- **EXTRACT**:
All of lore.kernel.org
 help / color / mirror / Atom feed
From: Tvrtko Ursulin <tvrtko.ursulin@linux.intel.com>
To: Chris Wilson <chris@chris-wilson.co.uk>, intel-gfx@lists.freedesktop.org
Subject: Re: [PATCH 01/32] drm/i915: Seal races between async GPU cancellation, retirement and signaling
Date: Tue, 23 Apr 2019 13:59:47 +0100	[thread overview]
Message-ID: <7c6ad611-8373-7ce8-cf3f-9a4ec2f4fffa@linux.intel.com> (raw)
In-Reply-To: <20190417075657.19456-1-chris@chris-wilson.co.uk>


On 17/04/2019 08:56, Chris Wilson wrote:
> Currently there is an underlying assumption that i915_request_unsubmit()
> is synchronous wrt the GPU -- that is the request is no longer in flight
> as we remove it. In the near future that may change, and this may upset
> our signaling as we can process an interrupt for that request while it
> is no longer in flight.
> 
> CPU0					CPU1
> intel_engine_breadcrumbs_irq
> (queue request completion)
> 					i915_request_cancel_signaling
> ...					...

- **WRITTEN TASKS**:
**A)** What header field names does the mailing-list post show before its quoted message, such as the one before the sender's name and address?
**B)** Copy word for word the part of the mailing-list post starting with "In-Reply-To: <20190417075657.19456-1-chris@chris-wilson.co.uk>" and going on through "longer in flight.".

- **SUPPLIED RECORDS**:
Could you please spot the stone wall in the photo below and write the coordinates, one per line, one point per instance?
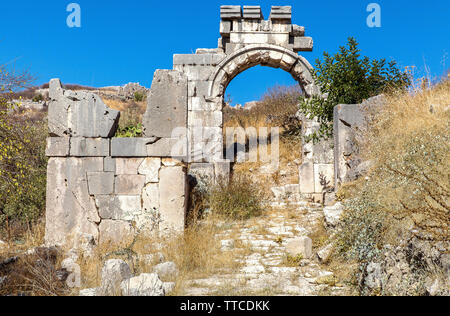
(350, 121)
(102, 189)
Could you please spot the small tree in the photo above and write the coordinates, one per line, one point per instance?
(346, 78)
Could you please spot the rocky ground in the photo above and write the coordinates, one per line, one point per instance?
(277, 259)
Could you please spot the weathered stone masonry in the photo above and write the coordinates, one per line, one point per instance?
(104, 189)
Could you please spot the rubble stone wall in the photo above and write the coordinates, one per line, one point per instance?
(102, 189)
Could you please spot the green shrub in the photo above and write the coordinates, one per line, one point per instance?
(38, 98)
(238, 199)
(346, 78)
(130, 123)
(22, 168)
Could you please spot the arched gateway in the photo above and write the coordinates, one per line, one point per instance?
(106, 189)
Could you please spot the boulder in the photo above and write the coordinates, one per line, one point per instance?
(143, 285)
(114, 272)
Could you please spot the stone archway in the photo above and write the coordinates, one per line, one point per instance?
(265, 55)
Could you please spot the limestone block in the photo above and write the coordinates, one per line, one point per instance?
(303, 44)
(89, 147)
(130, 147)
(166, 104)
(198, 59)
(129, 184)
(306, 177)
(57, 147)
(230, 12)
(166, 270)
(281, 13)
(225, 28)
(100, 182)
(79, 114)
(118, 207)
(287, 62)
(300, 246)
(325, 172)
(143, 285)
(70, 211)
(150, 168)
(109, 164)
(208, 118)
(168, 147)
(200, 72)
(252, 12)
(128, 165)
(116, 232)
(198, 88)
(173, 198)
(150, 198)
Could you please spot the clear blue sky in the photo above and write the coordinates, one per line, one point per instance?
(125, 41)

* * *

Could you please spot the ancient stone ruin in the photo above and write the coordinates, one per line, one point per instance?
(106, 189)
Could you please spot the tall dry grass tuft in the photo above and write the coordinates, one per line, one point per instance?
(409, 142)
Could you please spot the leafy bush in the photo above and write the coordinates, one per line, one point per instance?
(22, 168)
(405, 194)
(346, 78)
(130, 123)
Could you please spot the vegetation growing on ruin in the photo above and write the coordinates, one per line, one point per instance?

- **IN RESPONSE**:
**A)** From, To, Subject, Date, Message-ID, In-Reply-To

**B)**
In-Reply-To: <20190417075657.19456-1-chris@chris-wilson.co.uk>


On 17/04/2019 08:56, Chris Wilson wrote:
> Currently there is an underlying assumption that i915_request_unsubmit()
> is synchronous wrt the GPU -- that is the request is no longer in flight
> as we remove it. In the near future that may change, and this may upset
> our signaling as we can process an interrupt for that request while it
> is no longer in flight.